Records taken from a data source:
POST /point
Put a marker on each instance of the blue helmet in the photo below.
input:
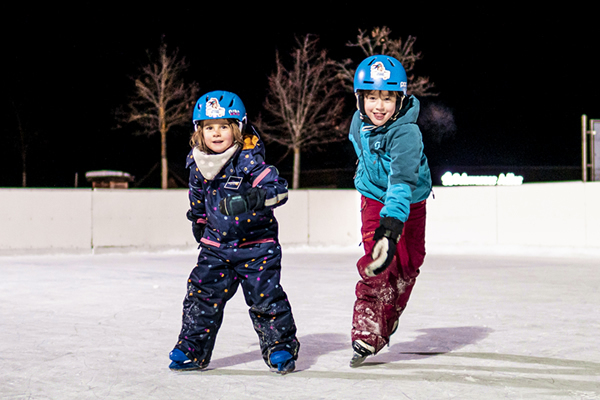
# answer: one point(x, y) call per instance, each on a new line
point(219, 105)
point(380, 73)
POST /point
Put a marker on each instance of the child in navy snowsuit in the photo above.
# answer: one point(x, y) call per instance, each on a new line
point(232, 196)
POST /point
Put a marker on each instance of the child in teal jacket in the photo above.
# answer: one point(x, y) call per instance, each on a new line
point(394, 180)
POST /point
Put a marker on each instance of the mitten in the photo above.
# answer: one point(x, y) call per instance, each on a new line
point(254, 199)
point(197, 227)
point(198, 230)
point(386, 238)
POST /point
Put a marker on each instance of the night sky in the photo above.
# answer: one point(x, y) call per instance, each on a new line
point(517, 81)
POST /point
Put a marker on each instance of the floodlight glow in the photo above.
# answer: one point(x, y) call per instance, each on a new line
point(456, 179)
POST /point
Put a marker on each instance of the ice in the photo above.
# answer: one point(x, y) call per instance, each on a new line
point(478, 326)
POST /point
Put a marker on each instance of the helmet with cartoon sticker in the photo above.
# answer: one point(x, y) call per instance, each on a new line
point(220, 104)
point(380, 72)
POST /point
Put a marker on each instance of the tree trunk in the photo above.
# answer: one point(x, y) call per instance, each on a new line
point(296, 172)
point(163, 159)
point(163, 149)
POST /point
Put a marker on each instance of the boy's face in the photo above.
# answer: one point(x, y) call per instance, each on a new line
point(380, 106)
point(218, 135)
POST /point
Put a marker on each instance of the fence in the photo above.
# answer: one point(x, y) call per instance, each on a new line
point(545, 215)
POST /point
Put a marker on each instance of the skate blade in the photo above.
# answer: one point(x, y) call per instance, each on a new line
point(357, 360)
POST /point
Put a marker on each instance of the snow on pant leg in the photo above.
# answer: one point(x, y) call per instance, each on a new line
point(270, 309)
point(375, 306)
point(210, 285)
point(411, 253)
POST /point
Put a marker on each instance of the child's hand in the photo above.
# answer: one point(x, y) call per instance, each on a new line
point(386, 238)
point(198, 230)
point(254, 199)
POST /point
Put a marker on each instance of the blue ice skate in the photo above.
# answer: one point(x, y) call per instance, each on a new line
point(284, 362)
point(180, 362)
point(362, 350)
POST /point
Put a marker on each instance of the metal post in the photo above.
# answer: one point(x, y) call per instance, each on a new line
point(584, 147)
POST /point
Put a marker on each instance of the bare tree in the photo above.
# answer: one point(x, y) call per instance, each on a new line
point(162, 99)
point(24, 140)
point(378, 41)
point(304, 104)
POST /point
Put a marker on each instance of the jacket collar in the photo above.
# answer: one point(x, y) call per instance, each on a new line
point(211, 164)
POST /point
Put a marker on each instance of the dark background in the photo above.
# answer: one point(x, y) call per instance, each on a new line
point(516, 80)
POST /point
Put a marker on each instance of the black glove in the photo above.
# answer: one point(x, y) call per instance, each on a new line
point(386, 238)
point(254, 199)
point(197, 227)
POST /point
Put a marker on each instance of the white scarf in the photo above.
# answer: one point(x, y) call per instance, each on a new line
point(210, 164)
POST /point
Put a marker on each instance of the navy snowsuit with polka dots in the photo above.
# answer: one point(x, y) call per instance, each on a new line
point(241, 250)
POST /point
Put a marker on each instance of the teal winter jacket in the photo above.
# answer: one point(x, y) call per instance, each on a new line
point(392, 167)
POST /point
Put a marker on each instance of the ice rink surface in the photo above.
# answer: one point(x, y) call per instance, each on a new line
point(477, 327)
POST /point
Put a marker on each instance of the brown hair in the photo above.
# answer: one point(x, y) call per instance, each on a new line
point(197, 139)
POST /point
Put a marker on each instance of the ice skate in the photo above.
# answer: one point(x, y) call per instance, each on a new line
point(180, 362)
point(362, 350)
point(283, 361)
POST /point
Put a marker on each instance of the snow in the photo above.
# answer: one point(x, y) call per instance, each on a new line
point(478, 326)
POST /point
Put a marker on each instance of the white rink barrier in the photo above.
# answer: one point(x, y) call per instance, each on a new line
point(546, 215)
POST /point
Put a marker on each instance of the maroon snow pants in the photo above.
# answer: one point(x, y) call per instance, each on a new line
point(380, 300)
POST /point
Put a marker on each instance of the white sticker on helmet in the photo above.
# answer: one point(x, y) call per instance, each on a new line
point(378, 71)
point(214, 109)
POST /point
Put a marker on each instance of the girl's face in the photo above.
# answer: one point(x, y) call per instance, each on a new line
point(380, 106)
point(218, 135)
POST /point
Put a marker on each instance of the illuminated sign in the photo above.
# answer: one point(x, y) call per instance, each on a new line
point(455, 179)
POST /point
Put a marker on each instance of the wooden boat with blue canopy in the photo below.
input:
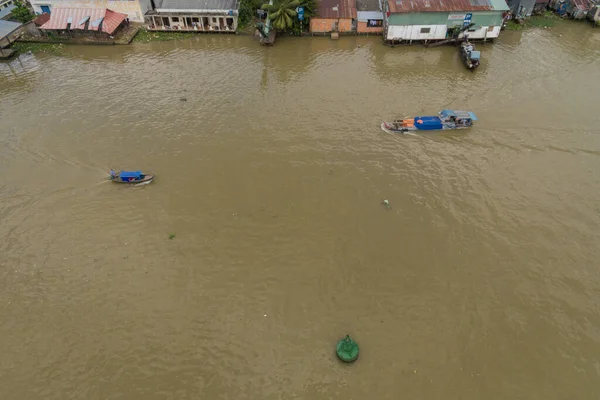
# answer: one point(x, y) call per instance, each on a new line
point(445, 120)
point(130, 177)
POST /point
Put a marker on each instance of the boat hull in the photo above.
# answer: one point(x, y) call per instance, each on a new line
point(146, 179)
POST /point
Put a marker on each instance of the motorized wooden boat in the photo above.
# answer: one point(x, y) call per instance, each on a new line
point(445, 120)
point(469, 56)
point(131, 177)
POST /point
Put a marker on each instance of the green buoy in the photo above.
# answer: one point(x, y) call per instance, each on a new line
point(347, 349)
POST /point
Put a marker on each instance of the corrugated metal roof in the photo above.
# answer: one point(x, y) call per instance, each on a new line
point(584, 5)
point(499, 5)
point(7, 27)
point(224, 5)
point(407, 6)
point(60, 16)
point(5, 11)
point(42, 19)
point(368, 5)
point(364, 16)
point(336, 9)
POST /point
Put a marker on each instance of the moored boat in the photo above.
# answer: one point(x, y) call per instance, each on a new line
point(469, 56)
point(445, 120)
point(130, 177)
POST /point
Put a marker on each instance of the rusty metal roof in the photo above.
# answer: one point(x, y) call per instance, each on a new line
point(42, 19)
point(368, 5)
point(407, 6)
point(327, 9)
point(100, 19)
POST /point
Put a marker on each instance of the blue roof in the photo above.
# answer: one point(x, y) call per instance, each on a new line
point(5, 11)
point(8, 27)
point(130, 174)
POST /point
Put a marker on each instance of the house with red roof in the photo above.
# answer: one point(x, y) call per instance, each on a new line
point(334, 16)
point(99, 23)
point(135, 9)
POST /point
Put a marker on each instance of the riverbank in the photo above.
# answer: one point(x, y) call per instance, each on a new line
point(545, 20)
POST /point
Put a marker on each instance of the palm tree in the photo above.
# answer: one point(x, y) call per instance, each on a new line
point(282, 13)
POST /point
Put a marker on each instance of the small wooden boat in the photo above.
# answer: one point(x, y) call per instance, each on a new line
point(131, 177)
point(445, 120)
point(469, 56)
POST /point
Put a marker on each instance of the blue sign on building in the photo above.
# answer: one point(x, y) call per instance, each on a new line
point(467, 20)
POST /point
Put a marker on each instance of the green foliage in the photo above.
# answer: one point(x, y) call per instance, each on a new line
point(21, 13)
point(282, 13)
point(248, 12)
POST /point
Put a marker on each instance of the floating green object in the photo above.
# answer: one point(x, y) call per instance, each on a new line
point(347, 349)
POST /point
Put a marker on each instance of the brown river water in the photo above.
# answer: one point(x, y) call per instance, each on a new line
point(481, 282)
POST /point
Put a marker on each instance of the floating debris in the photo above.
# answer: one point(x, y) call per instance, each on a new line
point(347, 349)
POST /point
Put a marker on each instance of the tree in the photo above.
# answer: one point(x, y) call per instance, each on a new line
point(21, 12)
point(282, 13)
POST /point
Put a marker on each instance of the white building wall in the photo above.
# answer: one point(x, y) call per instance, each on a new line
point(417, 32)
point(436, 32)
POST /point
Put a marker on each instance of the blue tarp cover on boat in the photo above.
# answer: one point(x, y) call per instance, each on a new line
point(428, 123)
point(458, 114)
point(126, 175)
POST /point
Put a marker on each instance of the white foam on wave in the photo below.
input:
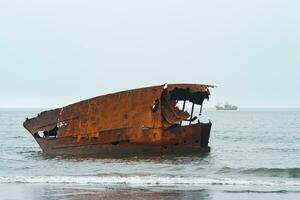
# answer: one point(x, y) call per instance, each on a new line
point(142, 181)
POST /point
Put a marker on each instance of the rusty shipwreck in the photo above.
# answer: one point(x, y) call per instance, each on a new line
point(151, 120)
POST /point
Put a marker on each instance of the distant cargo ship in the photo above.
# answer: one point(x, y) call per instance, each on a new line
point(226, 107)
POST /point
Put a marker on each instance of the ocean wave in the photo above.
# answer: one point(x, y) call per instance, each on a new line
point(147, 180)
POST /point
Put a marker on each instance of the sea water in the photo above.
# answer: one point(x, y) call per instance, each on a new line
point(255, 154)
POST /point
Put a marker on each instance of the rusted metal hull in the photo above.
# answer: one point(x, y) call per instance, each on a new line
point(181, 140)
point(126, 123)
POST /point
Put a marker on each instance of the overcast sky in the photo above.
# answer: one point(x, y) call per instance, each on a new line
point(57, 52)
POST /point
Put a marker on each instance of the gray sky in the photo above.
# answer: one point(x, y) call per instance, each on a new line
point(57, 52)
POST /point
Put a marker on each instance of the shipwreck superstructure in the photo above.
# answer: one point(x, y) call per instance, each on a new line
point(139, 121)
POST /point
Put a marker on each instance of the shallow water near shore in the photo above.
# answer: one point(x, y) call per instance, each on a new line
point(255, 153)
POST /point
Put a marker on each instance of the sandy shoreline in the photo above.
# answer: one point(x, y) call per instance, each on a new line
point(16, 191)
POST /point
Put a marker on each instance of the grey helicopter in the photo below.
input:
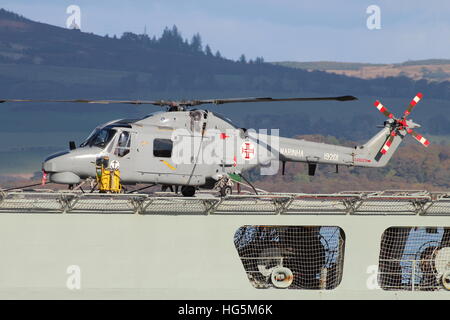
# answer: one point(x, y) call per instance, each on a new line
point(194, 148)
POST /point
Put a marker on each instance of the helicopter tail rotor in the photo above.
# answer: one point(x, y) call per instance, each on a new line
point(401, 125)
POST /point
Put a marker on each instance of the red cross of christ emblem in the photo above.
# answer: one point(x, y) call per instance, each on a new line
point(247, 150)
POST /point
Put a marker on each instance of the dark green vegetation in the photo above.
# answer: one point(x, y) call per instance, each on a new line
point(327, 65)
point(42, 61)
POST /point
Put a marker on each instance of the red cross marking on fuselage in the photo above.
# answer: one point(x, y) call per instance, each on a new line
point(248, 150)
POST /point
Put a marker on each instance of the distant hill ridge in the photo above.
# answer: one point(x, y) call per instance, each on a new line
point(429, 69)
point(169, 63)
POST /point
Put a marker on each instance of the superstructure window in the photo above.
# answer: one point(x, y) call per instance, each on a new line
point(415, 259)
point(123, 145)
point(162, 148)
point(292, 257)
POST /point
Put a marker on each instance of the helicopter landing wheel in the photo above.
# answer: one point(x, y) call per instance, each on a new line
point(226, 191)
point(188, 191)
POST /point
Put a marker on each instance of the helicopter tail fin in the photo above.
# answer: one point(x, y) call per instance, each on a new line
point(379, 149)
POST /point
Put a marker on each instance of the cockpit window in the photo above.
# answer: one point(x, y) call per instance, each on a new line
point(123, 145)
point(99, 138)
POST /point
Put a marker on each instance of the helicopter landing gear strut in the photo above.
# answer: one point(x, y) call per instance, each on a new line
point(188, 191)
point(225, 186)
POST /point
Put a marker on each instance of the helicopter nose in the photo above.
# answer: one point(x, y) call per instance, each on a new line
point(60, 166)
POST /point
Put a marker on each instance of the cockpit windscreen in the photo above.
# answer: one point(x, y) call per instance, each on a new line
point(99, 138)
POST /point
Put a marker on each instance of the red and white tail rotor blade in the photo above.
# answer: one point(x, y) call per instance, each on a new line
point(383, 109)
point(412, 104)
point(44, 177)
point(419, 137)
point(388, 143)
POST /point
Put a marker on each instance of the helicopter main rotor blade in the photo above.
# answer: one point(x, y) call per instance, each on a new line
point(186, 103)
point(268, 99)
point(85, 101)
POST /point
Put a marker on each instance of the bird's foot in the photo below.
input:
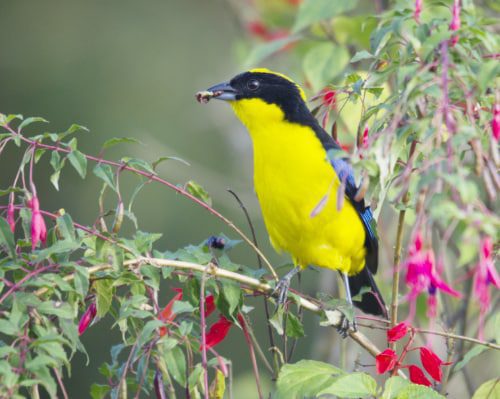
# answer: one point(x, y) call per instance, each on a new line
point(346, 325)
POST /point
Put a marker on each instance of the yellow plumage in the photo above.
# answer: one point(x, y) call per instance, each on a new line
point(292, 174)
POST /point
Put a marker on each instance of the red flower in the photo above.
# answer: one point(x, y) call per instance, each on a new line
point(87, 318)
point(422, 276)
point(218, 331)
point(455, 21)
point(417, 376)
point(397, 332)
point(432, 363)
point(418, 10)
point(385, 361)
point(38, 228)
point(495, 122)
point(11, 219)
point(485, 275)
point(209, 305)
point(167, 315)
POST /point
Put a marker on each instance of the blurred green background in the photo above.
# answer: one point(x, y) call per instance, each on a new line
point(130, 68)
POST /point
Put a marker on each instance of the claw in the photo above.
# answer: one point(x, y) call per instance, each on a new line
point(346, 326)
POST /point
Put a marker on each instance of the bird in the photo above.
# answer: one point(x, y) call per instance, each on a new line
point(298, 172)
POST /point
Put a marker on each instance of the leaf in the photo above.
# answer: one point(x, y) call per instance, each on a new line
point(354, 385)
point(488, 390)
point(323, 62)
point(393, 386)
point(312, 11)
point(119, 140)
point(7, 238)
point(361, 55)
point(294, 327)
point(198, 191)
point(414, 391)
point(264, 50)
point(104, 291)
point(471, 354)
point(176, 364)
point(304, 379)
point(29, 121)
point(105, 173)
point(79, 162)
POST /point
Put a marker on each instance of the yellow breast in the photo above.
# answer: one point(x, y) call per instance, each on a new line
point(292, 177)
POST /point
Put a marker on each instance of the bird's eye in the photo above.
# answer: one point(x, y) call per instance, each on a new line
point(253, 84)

Problem to solve.
Transcribe everything from the start of the records down to and including the line that contains "point(456, 179)", leaving the pictures out of your answer.

Answer to the exercise.
POST /point
Put a marker on each instance of the blue helmet in the photo below.
input:
# answer: one point(x, y) call per instance, each on a new line
point(219, 105)
point(380, 73)
POST /point
Put a marker on each instance of the child in navy snowsuit in the photo above.
# answer: one point(x, y) call per instance, each on a new line
point(232, 196)
POST /point
Put a marker on each instance of the child in teal jacket in the photo above.
# answer: one point(x, y) call per instance, each on a new line
point(394, 180)
POST /point
Put a marker on each instance of the mitten in the photo above.
# answer: one point(x, y) call per instance, each on a new line
point(254, 199)
point(197, 227)
point(198, 230)
point(386, 238)
POST /point
Put a marker on each instance of the night sky in the photo above.
# answer: one point(x, y) call per instance, each on a new line
point(517, 81)
POST /point
Put a marker on each instance of the floodlight glow in the photo above.
# answer: one point(x, y) call per instance, each on a new line
point(456, 179)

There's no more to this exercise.